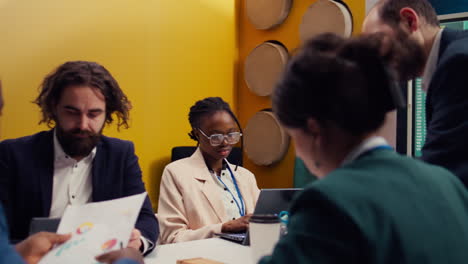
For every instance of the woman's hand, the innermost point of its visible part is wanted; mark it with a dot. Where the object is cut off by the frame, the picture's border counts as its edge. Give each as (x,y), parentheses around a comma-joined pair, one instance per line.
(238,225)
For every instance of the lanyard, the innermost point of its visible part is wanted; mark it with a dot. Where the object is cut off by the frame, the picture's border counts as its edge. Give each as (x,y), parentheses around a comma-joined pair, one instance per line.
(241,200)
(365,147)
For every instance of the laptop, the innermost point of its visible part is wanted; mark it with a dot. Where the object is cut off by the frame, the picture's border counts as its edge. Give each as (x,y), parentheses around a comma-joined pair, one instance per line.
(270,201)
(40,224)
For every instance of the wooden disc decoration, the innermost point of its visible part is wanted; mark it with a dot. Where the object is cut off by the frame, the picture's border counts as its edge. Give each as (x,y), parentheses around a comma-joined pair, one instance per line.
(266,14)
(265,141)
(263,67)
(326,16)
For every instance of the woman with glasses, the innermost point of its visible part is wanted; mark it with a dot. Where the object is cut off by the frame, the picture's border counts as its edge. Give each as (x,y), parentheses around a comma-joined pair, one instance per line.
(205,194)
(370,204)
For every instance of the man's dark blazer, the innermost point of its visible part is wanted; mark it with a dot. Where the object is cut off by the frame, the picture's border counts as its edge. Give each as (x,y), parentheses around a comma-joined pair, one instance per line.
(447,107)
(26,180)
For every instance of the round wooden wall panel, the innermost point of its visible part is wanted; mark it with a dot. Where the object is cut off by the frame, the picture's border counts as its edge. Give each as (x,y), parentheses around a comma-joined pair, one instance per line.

**TASK GOAL**
All of the entries above are to be transcribed word for word, with no pictures included.

**SOLVED EXERCISE**
For every instance of the woman's hand, the innermost point of its visible part is wanted; mark it with a dot. Where the object is cut off by the frame, the picture's border counts as its edge. Give each as (x,y), parentheses around a comma-joined pair, one instance per line.
(238,225)
For every instance of the lanyard, the innermost point of its visible part is wanted; mark it with a dot. Where the object is cut off by the frame, the picture's border counts as its edge. Give each as (x,y), parentheses around a comma-joined pair, one instance per line.
(241,200)
(365,147)
For every instance of the laptop, the innermost point of its visible part is wanted; mark it with a dot. Where the object is cut off by the frame, the picture's border counts as its edge. Give each as (x,y), parentheses around a comma-joined pair, one instance per line.
(270,201)
(40,224)
For every instance of the wooden disc decoration, the innermost point of its visible part is wanted; mark it with a dot. Where the object is cut off by the frame, the picture's border counts as its edge. Give each as (x,y), parentheses around a comma-joined pair, one instance per line.
(266,14)
(265,141)
(263,67)
(326,16)
For every instance of the woman with glasses, the innermost point of its visible part is wanted; mark it with a dot. Where the object is cut off by the frame, the picture's border counts as its edge. Give each as (x,y), parentheses around a comma-joined pair, one instance per line.
(205,194)
(370,204)
For every instance of the man's dark blazer, the innermost point of its visible part is wanted; mark it with a dot. Where the object is cut off by the frame, the picture's border counts as its edge. Give each as (x,y), parentheses around a comma-joined pair, one instance per line.
(447,107)
(26,180)
For every instance of the round wooden wall panel, the innermost point of its visible part is wanted; mark it with a dot. Where the object is cut off by the frame, the picture's border counts as its edge. Give each as (x,y), parentheses around a comma-joined pair, one instance per line.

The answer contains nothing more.